+++ Kutipan Terpilih +++

5. Kita harus membedakan kata khusus dan kata umum.
6. Kita harus memperhatikan perubahan makna yang terjadi pada kata-kata yang sudah dikenal.
7. Kita harus memperhatikan kelangsungan pilihan kata. Makna kata itu banyak yang sama, tetapi penggunaanya tidak sama. Seperti kata penelitian, penyelidikan. Kata-kata tersebut bersinonim (mempunyai arti yang sama), tetapi tidak bisa ditempatkan dalam kalimat yang sama. Contoh : Mahasiswa tingkat akhir harus mengadakan penelitian untuk membuat karya ilmiah sebagai tugas akhir dalam studinya. Penyelidikan kasus penggelapan uang negara sudah dimulai. Berdasarkan pengamatan saya situasi belajar di kelas A cukup kondusif. Berdasarkan hasil penyidikan polisi, ditemukan fakta-fakta yang memperkuat dia menjadi tersangka. Dari segi kesopanan, kata mati, meninggal, gugur, mangkat, wafat, dan pulang ke rahmatullah,dipilih berdasarkan jenis mahluk, tingkat sosial, dan waktu. Contoh : Kucing saya mati setelah makan ikan busuk; Ayahnya meninggal tadi malam;. Kita pernah mendengar orang berkata, “Setelah menjadi Islam dia rajin bersedekah”. Seharusnya, “Setelah masuk Islam dia rajin bersedekah”. Kalau mau menggunakan kata menjadi maka selanjutnya harus menggunakan kata muslim. Contoh, “Setelah menjadi muslim dia rajin bersedekah”. Islam adalah nama agama yang berarti lembaga, sedangkan muslim adalah orang yang beragama Islam. Kata menjadi dapat dipasangkan dengan orangnya dan kata masuk tepat dipasangkan dengan lembaganya.

+++ Data yang Diberikan +++

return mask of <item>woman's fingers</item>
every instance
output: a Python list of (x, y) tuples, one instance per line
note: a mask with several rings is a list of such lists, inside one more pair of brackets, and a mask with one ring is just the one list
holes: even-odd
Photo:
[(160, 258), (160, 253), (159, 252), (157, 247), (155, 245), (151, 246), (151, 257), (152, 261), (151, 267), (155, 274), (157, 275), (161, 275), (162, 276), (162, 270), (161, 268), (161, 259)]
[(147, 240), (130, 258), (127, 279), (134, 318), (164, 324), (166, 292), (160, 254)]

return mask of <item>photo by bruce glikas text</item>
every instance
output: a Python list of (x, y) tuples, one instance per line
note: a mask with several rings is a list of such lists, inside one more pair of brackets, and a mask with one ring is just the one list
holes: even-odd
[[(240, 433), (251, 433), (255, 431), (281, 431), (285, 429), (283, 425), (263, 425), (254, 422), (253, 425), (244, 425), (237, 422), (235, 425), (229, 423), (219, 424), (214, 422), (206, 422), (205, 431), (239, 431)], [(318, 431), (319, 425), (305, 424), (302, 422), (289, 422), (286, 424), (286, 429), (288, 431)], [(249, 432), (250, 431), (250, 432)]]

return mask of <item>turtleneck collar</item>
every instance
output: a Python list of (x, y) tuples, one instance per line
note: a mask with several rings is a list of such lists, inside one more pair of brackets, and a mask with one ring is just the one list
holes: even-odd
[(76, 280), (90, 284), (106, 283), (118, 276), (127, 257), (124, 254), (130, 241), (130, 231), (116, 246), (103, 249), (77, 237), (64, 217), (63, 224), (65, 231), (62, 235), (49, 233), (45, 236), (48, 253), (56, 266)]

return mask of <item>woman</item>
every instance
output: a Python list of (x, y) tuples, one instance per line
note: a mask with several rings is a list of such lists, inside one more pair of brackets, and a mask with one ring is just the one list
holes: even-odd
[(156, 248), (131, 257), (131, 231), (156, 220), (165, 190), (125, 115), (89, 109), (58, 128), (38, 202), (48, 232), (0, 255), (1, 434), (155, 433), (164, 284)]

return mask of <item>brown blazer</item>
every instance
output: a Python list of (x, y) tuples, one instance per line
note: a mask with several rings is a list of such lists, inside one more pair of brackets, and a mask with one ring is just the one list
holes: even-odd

+++

Perintah Tugas — Dalam kutipan tentang pilihan kata, kata apa yang disebut tepat dipasangkan dengan lembaganya?

Jawaban Lengkap — Kata masuk.